[EXERCISE PROMPT] Rewrite the listing below as a numbered list, one line per item, and leave out any blank lines.

>> Begin DATA SHOWN

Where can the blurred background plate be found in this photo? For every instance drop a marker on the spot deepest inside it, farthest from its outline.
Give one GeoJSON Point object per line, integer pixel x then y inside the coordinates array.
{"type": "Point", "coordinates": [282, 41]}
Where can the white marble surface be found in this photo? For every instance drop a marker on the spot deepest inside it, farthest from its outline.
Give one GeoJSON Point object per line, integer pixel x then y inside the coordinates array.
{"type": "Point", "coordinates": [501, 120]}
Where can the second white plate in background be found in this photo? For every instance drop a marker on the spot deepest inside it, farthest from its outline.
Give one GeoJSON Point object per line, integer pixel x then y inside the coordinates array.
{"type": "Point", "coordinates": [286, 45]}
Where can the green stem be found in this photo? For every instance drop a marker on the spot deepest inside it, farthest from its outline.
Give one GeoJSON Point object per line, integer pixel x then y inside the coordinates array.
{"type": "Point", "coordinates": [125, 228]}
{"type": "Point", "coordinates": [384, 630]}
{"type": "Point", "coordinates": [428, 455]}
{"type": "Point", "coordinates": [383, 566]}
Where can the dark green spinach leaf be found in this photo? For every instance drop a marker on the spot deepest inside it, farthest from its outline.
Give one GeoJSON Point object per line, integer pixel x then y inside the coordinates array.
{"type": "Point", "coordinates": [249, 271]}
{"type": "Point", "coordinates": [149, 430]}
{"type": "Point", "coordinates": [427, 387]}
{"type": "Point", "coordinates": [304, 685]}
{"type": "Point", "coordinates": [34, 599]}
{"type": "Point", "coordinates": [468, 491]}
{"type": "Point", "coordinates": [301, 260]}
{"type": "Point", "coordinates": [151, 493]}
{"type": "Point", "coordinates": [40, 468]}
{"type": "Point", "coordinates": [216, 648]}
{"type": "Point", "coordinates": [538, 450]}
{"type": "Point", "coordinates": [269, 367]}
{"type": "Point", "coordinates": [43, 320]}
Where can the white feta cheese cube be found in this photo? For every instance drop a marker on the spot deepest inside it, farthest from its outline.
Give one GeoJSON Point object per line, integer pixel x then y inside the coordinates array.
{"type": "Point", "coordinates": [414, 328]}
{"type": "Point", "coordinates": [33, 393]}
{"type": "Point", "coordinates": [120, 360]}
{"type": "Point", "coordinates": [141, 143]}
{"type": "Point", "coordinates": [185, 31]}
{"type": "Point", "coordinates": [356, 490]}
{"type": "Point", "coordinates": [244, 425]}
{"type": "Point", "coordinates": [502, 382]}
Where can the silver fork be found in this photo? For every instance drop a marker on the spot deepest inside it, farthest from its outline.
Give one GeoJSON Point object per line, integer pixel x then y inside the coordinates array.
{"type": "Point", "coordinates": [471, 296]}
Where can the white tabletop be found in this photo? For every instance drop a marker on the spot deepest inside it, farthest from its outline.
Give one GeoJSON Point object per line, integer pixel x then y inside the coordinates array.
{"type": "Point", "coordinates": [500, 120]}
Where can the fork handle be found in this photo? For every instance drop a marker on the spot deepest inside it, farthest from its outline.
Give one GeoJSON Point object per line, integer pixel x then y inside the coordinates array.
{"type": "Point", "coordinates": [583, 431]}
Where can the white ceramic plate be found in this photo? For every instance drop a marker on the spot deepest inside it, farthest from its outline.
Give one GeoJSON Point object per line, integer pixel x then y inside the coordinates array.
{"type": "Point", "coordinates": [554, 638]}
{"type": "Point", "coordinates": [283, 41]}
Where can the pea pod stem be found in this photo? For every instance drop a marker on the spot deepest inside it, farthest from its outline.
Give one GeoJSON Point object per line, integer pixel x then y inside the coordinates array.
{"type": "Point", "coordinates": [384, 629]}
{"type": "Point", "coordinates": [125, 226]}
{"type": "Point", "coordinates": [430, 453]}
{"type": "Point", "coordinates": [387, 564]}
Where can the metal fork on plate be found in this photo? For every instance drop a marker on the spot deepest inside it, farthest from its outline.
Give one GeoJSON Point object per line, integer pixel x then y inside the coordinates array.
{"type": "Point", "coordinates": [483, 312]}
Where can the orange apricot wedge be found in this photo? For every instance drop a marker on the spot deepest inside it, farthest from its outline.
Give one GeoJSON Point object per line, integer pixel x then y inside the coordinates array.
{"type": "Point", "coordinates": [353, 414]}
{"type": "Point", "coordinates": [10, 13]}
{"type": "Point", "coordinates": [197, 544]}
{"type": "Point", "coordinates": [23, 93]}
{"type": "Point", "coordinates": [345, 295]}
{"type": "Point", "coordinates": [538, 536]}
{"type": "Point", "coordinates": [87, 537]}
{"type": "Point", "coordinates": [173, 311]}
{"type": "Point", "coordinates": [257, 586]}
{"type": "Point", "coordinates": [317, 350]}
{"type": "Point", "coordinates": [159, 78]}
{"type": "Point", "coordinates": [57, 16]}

>> End DATA SHOWN

[SOLUTION]
1. Where can the blurred background plate be found in this photo? For every instance drop a marker on the spot deepest inside it, farthest from its outline.
2. Give one GeoJSON Point object per line, integer pixel x then y inside the coordinates array.
3. {"type": "Point", "coordinates": [282, 41]}
4. Where can the white marble surface be found in this photo? For every instance drop a marker on the spot deepest inside it, farthest from its outline.
5. Give one GeoJSON Point object per line, integer pixel x then y inside the coordinates array.
6. {"type": "Point", "coordinates": [501, 120]}
7. Where can the second white plate in background be found in this photo? For every instance drop a marker on the spot deepest inside it, farthest from its outline.
8. Give one GeoJSON Point object per line, integer pixel x then y inside the coordinates array.
9. {"type": "Point", "coordinates": [286, 45]}
10. Where can the green stem be found in this photo? For every instance drop a marker on the spot deepest inside it, farthest from its outline.
11. Give one GeoJSON Point object per line, integer pixel x then y inside the coordinates array.
12. {"type": "Point", "coordinates": [125, 228]}
13. {"type": "Point", "coordinates": [384, 630]}
14. {"type": "Point", "coordinates": [428, 455]}
15. {"type": "Point", "coordinates": [383, 566]}
16. Where can the dark green spinach leaf be found in this photo? For every instance drop a marker on the spot deepest inside it, farthest from its outline.
17. Give one GeoJSON Point object per line, integer pixel x then y inside the coordinates array.
18. {"type": "Point", "coordinates": [249, 271]}
19. {"type": "Point", "coordinates": [149, 430]}
20. {"type": "Point", "coordinates": [427, 387]}
21. {"type": "Point", "coordinates": [304, 685]}
22. {"type": "Point", "coordinates": [34, 599]}
23. {"type": "Point", "coordinates": [468, 491]}
24. {"type": "Point", "coordinates": [301, 260]}
25. {"type": "Point", "coordinates": [151, 493]}
26. {"type": "Point", "coordinates": [40, 468]}
27. {"type": "Point", "coordinates": [216, 648]}
28. {"type": "Point", "coordinates": [538, 450]}
29. {"type": "Point", "coordinates": [269, 367]}
30. {"type": "Point", "coordinates": [43, 320]}
31. Where can the white feta cheese cube be found in this photo? For every instance drop a marker on the spot deepest inside it, farthest from its outline.
32. Give one GeoJSON Point object per line, integer pixel x then y inside the coordinates array.
33. {"type": "Point", "coordinates": [414, 328]}
34. {"type": "Point", "coordinates": [33, 393]}
35. {"type": "Point", "coordinates": [120, 360]}
36. {"type": "Point", "coordinates": [141, 143]}
37. {"type": "Point", "coordinates": [185, 31]}
38. {"type": "Point", "coordinates": [356, 490]}
39. {"type": "Point", "coordinates": [244, 425]}
40. {"type": "Point", "coordinates": [502, 382]}
41. Where can the silver fork be found in this photo? For every instance drop a marker on the spot deepest inside it, farthest from its outline.
42. Give one GeoJSON Point object per line, integer pixel x then y inside the coordinates array.
43. {"type": "Point", "coordinates": [471, 296]}
44. Where can the white tabletop be found in this photo? For every instance drop a marker on the spot deepest inside it, farthest from its outline.
45. Give one GeoJSON Point object per line, integer pixel x then y inside the coordinates array.
46. {"type": "Point", "coordinates": [500, 120]}
47. Where can the fork handle be found in this photo? For every instance drop a marker on the spot deepest inside it, farthest from its outline.
48. Give one GeoJSON Point object per line, integer pixel x then y inside the coordinates array.
49. {"type": "Point", "coordinates": [583, 431]}
50. Where can the white ceramic plate be found in this photo? For every instance drop a marker on the spot deepest inside it, farthest from its outline.
51. Give one GeoJSON Point object per line, integer pixel x then y inside the coordinates array.
52. {"type": "Point", "coordinates": [554, 638]}
53. {"type": "Point", "coordinates": [283, 41]}
54. Where can the pea pod stem be found in this photo? For every instance drop a marker on the spot deepest inside it, farthest from its outline.
55. Give one GeoJSON Point object per line, integer pixel x then y inside the coordinates array.
56. {"type": "Point", "coordinates": [384, 629]}
57. {"type": "Point", "coordinates": [125, 226]}
58. {"type": "Point", "coordinates": [430, 453]}
59. {"type": "Point", "coordinates": [387, 564]}
60. Where can the metal fork on plate be found in this photo? For every instance drop a marker on the spot deepest inside it, farthest from its outline.
61. Give one GeoJSON Point object per line, integer pixel x then y inside the coordinates array.
62. {"type": "Point", "coordinates": [483, 312]}
63. Where can the orange apricot wedge be found in this photo? For every instance drop a marker on the spot deepest inside it, farthest from its outline.
64. Give one GeoJSON Point object per line, integer pixel x then y inside the coordinates array.
65. {"type": "Point", "coordinates": [353, 414]}
66. {"type": "Point", "coordinates": [10, 13]}
67. {"type": "Point", "coordinates": [197, 544]}
68. {"type": "Point", "coordinates": [23, 93]}
69. {"type": "Point", "coordinates": [345, 295]}
70. {"type": "Point", "coordinates": [538, 536]}
71. {"type": "Point", "coordinates": [87, 537]}
72. {"type": "Point", "coordinates": [173, 311]}
73. {"type": "Point", "coordinates": [257, 586]}
74. {"type": "Point", "coordinates": [317, 350]}
75. {"type": "Point", "coordinates": [159, 78]}
76. {"type": "Point", "coordinates": [57, 16]}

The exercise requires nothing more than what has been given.